Multicalibration for Confidence Scoring in LLMs

Authors: Gianluca Detommaso, Martin Andres Bertran, Riccardo Fogliato, Aaron Roth

ICML 2024 | Conference PDF | Archive PDF | Plain Text | LLM Run Details

Reproducibility Variable Result LLM Response
Research Type Experimental We conduct a comprehensive experimental comparison of the methodologies introduced in Sections 2, 3, 4.1 and 4.2. We conduct experiments on a range of question answering datasets, namely Big Bench (Ghazal et al., 2013), MMLU (Hendrycks et al., 2020), Open Book QA (Mihaylov et al., 2018), Truthful QA (Lin et al., 2021), Math QA (Amini et al., 2019), and Trivia QA (Joshi et al., 2017). These datasets enable us to assess the methods across a heterogeneous collection of queries over which the probability of hallucination varies substantially. We assess the outcomes using several state-of-the-art LLMs, namely Stable Beluga-13B (Touvron et al., 2023; Mukherjee et al., 2023), Flan-T5-base (Chung et al., 2022), Bloomz-7b1 (Muennighoff et al., 2022), and Mistral-7B-v0.1 (Jiang et al., 2023). The goal is to provide a comprehensive understanding of how these methods perform across several datasets and LLMs.
Researcher Affiliation Collaboration 1AWS AI 2University of Pennsylvania. Correspondence to: Gianluca Detommaso <detommaso.gianluca@gmail.com>.
Pseudocode Yes Algorithm 1 Histogram Binning (HB), Algorithm 2 Group-Conditional Unbiased Regression, Algorithm 3 Iterative Grouped Histogram Binning (IGHB), Algorithm 4 Linear Scaling (LS), Algorithm 5 Iterative Grouped Linear Binning (IGLB)
Open Source Code No The paper does not provide any specific links to open-source code for the methodology described, nor does it explicitly state that the code is publicly available.
Open Datasets Yes We conduct experiments on a range of question answering datasets, namely Big Bench (Ghazal et al., 2013), MMLU (Hendrycks et al., 2020), Open Book QA (Mihaylov et al., 2018), Truthful QA (Lin et al., 2021), Math QA (Amini et al., 2019), and Trivia QA (Joshi et al., 2017).
________________
**QUESTIONS TO ANSWER**
1: In the reproducibility summary, what name is given for Algorithm 4?
2: Write out the reproducibility summary starting at "Pseudocode Yes Algorithm" and ending at "Linear Binning (IGLB)", switching "Linear Scaling" to "Logistic Scaling".
________________
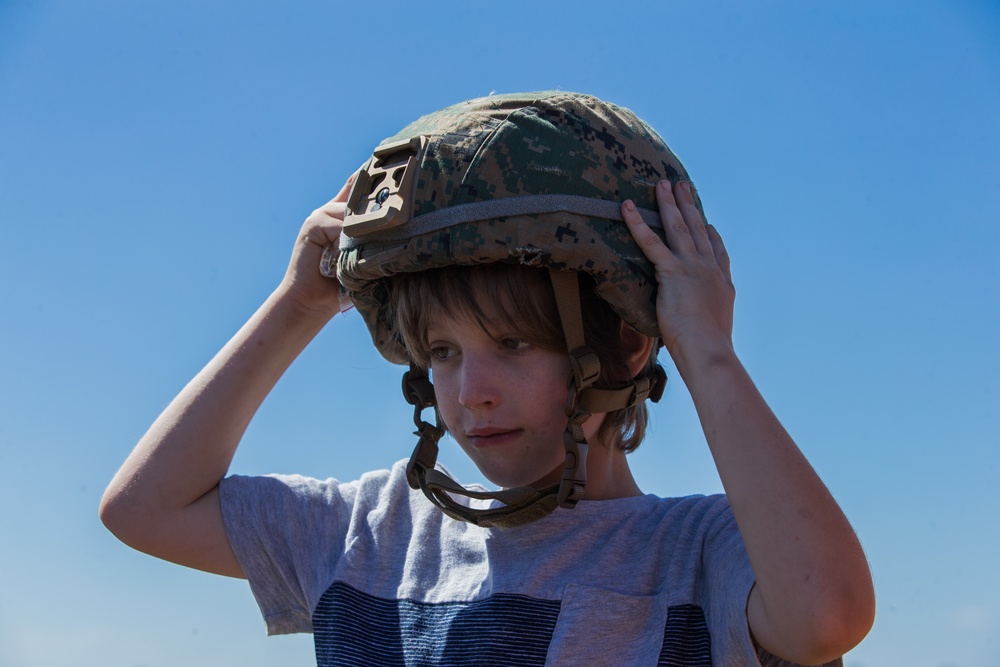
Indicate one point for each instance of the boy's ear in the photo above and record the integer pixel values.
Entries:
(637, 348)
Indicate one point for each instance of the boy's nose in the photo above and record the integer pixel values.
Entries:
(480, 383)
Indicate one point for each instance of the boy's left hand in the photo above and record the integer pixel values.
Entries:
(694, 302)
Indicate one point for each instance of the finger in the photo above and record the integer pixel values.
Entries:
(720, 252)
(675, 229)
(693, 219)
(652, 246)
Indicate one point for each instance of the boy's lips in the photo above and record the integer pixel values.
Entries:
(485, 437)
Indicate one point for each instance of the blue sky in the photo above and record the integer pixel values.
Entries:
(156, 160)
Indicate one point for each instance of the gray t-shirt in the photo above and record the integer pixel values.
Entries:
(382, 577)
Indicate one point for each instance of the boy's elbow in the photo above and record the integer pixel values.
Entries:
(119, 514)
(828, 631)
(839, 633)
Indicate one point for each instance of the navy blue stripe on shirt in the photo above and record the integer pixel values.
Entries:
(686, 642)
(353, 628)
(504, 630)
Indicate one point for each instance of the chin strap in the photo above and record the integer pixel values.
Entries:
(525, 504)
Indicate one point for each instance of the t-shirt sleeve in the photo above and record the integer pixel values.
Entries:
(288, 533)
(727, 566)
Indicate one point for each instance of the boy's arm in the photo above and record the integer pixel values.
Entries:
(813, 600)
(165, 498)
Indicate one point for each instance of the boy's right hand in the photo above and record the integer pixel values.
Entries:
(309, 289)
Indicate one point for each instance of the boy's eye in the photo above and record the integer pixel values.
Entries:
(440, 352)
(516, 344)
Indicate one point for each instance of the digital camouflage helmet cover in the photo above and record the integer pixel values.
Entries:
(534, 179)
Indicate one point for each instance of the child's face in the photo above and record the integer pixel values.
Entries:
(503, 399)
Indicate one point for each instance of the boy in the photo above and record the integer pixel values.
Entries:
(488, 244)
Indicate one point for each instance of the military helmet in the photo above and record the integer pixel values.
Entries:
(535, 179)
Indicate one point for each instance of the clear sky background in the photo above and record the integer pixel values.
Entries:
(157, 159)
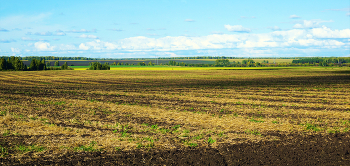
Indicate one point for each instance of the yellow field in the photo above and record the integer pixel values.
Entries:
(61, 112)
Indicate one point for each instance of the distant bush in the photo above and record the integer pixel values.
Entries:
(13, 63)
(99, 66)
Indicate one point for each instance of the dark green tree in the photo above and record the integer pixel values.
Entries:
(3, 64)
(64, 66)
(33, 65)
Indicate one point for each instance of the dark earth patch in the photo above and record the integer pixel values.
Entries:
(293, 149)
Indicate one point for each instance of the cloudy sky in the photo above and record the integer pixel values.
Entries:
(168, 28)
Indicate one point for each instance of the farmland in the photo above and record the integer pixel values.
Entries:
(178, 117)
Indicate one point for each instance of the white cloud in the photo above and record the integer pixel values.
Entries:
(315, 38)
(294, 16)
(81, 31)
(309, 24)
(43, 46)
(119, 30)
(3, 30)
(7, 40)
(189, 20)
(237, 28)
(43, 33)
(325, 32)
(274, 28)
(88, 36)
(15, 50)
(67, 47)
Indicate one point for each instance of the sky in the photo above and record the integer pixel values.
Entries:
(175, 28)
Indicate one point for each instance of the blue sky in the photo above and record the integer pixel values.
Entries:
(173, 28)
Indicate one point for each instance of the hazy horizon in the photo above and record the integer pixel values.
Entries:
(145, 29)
________________
**ANSWER LIST**
1: Linear Scaling (LS)

2:
Pseudocode Yes Algorithm 1 Histogram Binning (HB), Algorithm 2 Group-Conditional Unbiased Regression, Algorithm 3 Iterative Grouped Histogram Binning (IGHB), Algorithm 4 Logistic Scaling (LS), Algorithm 5 Iterative Grouped Linear Binning (IGLB)